*Work required:* Copy every line of the material exactly as it stands.

*Material to process:*
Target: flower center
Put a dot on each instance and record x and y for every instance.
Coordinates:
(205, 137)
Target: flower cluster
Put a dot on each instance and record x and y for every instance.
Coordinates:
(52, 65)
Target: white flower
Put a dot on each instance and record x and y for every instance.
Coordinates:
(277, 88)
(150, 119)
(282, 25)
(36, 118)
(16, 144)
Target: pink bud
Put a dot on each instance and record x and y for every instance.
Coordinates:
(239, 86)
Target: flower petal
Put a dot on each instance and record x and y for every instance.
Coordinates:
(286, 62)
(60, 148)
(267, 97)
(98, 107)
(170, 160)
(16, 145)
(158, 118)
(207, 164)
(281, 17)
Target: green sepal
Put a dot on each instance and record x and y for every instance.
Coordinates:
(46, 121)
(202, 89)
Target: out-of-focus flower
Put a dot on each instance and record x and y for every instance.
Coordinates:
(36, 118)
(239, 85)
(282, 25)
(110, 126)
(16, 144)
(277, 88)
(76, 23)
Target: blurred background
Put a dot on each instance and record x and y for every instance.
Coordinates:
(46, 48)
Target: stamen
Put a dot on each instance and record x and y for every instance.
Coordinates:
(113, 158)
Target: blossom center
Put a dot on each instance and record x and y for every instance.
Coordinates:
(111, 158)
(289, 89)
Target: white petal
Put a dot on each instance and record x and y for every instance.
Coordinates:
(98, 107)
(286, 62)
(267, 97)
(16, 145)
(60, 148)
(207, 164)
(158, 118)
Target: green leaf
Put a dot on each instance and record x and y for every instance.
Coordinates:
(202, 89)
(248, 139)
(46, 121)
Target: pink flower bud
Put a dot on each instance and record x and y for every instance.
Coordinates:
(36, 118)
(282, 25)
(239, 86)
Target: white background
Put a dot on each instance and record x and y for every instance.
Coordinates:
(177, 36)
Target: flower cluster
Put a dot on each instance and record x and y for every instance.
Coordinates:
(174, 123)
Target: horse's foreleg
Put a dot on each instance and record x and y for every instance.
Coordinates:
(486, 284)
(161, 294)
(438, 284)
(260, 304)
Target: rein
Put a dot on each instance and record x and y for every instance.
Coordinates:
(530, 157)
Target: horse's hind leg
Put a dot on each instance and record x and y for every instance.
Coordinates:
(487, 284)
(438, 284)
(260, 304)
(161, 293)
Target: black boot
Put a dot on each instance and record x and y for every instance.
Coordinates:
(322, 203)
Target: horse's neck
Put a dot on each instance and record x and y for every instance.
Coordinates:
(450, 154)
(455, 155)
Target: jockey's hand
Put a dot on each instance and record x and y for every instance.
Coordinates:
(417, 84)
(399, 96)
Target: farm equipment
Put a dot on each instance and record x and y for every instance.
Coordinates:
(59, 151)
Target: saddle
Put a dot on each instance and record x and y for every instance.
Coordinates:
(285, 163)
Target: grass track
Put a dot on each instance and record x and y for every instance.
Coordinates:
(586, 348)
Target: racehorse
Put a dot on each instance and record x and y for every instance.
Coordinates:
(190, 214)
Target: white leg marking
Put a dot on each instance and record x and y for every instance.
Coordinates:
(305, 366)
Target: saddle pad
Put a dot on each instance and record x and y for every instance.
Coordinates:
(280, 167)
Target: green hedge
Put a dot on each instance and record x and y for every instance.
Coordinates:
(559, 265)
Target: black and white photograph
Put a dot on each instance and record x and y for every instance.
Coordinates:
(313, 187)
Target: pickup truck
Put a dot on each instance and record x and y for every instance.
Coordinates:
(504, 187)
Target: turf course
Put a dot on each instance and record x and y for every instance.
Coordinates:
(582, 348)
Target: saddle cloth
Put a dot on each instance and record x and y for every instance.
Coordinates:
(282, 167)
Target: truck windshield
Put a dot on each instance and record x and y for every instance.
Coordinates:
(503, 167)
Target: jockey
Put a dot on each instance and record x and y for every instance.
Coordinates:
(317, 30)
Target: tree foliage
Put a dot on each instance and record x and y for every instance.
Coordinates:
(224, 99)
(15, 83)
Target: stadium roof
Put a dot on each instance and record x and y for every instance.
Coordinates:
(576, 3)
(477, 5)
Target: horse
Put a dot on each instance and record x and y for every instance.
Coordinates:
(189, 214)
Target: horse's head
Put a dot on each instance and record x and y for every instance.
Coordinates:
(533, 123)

*Response:*
Target: flower center
Put a dot on each instance and record x and y for every instance.
Coordinates:
(205, 137)
Target: flower cluster
Put a dot on each instance and record x and y for every instance.
Coordinates:
(52, 65)
Target: white flower
Put a dot on each instance and record x and y for every instance.
Coordinates:
(277, 88)
(150, 119)
(282, 25)
(36, 118)
(16, 144)
Target: pink bud
Put a dot on each instance and record x and y for every instance.
Coordinates:
(239, 86)
Target: flower petal
Put a dot on each instance and record x and y for every instance.
Coordinates:
(286, 62)
(60, 148)
(267, 97)
(98, 107)
(170, 160)
(16, 145)
(158, 118)
(207, 164)
(281, 17)
Target: green sepal
Put a dot on each instance and record x and y for every instance.
Coordinates:
(46, 121)
(202, 89)
Target: out-of-focus flower
Put a dot on each instance and record x and y for every instance.
Coordinates:
(36, 118)
(239, 85)
(282, 25)
(110, 126)
(16, 144)
(277, 88)
(76, 23)
Target: blurred background
Put a dot on each instance and record x and y for every instance.
Coordinates:
(46, 48)
Target: stamen
Put a dot on each instance and record x and y for every instance.
Coordinates:
(113, 158)
Target: blossom center
Put a dot on each instance and record x and y for every instance.
Coordinates:
(111, 158)
(289, 89)
Target: white petal
Put a dot on each instance and record x and y for every instance.
Coordinates:
(98, 107)
(286, 62)
(267, 97)
(16, 145)
(60, 148)
(207, 164)
(158, 118)
Target: green leaf
Put a dot on each instance and record x and y for every instance.
Coordinates:
(202, 89)
(248, 139)
(46, 121)
Target: pink flower bud
Put a dot on each instance and record x and y for every instance.
Coordinates:
(36, 118)
(282, 25)
(239, 86)
Target: white background
Put a dot on each instance and record x and y for every instance.
Coordinates:
(177, 36)
Target: flower cluster
Put a dot on each instance and record x and y for every instance.
Coordinates:
(174, 123)
Target: horse's foreleg
Put a dot on each instance and record x and y for every instance.
Coordinates:
(486, 284)
(161, 294)
(438, 284)
(260, 304)
Target: rein
Put a dot on each instance and record x and y for every instance.
Coordinates:
(530, 157)
Target: horse's hind leg
Put a dot on each instance and record x and y for every instance.
Coordinates:
(487, 284)
(438, 284)
(260, 304)
(161, 293)
Target: black boot
Put a dot on each instance and record x and y for every instance.
Coordinates:
(322, 203)
Target: horse's neck
Put a dot on each instance and record x and y for every instance.
Coordinates:
(450, 154)
(455, 155)
Target: jockey's hand
Put a dot on each instance and record x and y for every instance.
Coordinates:
(417, 84)
(399, 96)
Target: farm equipment
Put a dot on each instance and record x and y for every instance.
Coordinates:
(59, 151)
Target: saddle
Put a dot on each instance and record x and y for every instance.
Coordinates:
(285, 163)
Target: grass track
Put a dot on each instance and record x and y for every instance.
Coordinates:
(586, 348)
Target: racehorse
Put a dot on each instance and record x and y for every instance.
Coordinates:
(190, 214)
Target: white leg marking
Put a dot on each instance and record x and y for every instance.
Coordinates:
(305, 366)
Target: saddle pad
Put a dot on each instance and record x and y for every instance.
Coordinates:
(280, 167)
Target: green hedge
Put a dot on each instance and record x and y for every instance.
Coordinates:
(559, 265)
Target: black and white photograph
Put a dot on each instance and record x and y for every instance.
Coordinates:
(313, 187)
Target: pickup truck
Put a dot on each instance and record x and y for every instance.
Coordinates:
(504, 187)
Target: turf course
Put a dot on each instance and record x and y for every instance.
Coordinates:
(582, 348)
Target: saddle cloth
Put a dot on each instance and record x and y for every instance.
Coordinates:
(282, 167)
Target: truck windshield
Put a dot on each instance and record x and y for every instance.
Coordinates:
(503, 167)
Target: jockey
Put a dot on each instance and record x and y for every instance.
Coordinates:
(317, 30)
Target: tree foliage
Put a dot on each instance and record x and y for every instance.
Coordinates:
(224, 99)
(15, 83)
Target: stadium roof
Put a dot on each instance and record x and y for every instance.
Coordinates:
(576, 3)
(477, 5)
Target: horse
Put a dot on each instance and record x and y for every instance.
Coordinates:
(189, 214)
Target: horse's head
Put a dot on each instance and record x and y for every instance.
Coordinates:
(533, 123)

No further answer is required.